>> START

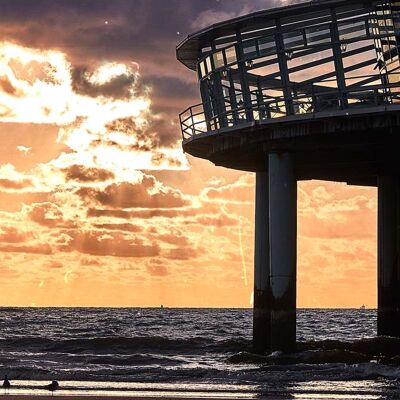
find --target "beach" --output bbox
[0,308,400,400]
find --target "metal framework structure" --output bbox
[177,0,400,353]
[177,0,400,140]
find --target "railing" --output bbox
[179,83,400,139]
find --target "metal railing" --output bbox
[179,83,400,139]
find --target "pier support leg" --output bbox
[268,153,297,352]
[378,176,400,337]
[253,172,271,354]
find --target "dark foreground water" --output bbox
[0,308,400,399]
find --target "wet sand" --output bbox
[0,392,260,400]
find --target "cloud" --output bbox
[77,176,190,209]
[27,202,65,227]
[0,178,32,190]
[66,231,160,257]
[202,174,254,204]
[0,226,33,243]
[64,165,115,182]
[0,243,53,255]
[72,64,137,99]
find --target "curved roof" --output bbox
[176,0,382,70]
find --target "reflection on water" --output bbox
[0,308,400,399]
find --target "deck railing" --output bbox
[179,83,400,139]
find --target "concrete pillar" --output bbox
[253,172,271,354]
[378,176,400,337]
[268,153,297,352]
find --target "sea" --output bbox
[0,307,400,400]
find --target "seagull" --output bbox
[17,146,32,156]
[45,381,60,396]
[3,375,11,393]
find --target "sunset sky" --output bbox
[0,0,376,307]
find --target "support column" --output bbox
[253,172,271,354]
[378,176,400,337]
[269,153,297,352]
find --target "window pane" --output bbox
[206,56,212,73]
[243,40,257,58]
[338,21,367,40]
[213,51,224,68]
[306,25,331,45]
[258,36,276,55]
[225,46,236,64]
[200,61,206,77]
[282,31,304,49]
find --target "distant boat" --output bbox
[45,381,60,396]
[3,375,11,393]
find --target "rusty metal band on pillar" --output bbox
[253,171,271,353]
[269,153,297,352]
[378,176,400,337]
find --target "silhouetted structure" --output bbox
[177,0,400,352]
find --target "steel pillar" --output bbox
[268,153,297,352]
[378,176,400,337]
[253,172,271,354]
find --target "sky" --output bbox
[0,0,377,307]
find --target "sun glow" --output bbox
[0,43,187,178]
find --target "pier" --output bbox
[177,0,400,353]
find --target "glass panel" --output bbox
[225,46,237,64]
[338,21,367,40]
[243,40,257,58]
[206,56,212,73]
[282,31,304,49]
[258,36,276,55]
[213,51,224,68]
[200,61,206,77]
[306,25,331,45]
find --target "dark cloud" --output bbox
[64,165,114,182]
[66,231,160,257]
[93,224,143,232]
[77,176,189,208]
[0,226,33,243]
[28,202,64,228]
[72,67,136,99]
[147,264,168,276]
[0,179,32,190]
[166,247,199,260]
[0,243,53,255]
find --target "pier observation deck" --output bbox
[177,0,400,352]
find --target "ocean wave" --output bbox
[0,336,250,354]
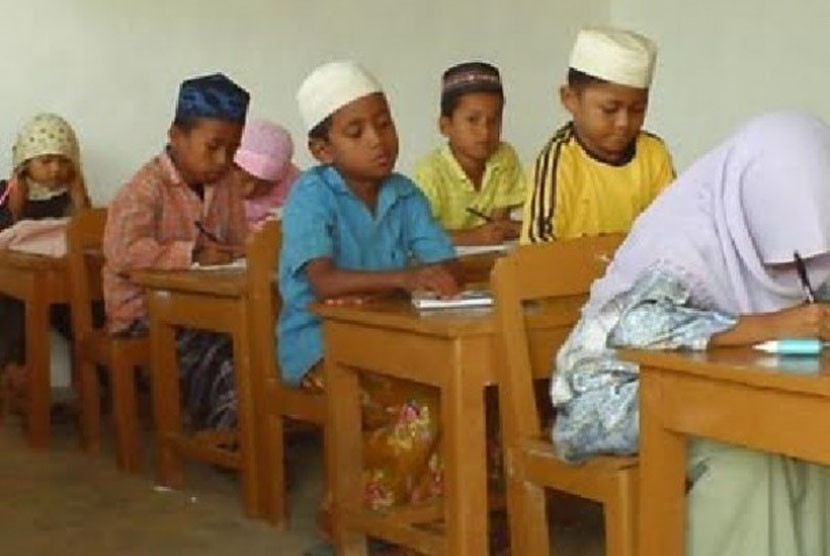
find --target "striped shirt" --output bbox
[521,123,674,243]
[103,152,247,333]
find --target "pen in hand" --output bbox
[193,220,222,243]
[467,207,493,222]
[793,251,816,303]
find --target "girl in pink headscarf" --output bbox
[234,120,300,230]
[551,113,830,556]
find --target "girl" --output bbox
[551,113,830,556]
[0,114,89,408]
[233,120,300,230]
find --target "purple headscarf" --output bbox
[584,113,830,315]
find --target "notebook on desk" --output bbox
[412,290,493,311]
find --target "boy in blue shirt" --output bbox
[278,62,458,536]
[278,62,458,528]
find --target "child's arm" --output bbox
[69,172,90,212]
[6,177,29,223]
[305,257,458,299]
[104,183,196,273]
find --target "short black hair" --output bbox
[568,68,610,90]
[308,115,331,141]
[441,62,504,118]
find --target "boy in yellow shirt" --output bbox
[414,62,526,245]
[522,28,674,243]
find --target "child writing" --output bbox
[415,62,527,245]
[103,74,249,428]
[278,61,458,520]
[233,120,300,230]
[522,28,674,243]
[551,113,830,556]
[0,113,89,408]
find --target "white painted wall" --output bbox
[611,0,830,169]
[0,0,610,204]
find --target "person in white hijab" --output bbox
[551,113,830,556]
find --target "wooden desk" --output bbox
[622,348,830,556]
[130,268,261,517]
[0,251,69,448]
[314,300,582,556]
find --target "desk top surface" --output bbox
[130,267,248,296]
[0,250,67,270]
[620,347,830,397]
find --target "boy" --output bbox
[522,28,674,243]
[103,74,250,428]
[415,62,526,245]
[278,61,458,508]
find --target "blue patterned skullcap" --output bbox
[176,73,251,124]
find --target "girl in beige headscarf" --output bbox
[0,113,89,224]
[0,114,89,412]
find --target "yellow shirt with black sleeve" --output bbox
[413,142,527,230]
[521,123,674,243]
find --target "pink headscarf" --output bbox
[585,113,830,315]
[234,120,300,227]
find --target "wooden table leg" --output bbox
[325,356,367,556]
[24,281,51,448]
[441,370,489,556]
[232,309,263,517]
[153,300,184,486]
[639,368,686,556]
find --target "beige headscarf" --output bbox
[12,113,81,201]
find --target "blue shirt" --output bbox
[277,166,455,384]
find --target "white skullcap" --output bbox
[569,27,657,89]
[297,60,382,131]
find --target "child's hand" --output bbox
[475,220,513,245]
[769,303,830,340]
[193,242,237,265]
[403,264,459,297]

>> END

_Given exercise_
Would you give again, word for word, every line from the one with "shirt with black" through the final line of the listing above?

_Solved problem_
find --target "yellow shirt with black sleeve" --output bbox
[413,142,527,230]
[521,123,674,243]
find --target "pink headscarf" --output bbox
[585,113,830,315]
[234,120,300,227]
find --target "wooden table leg" --output bbox
[325,356,367,556]
[24,281,51,448]
[441,370,489,556]
[232,309,263,517]
[153,300,184,486]
[639,368,686,556]
find --target "beige headscarf" --output bbox
[12,113,81,201]
find --target "blue shirt" --output bbox
[277,166,455,384]
find --target "white skullcap" --output bbox
[569,27,657,89]
[297,60,382,131]
find --target "child's hand" --output bbox
[475,220,513,245]
[769,303,830,340]
[193,242,237,265]
[403,264,459,297]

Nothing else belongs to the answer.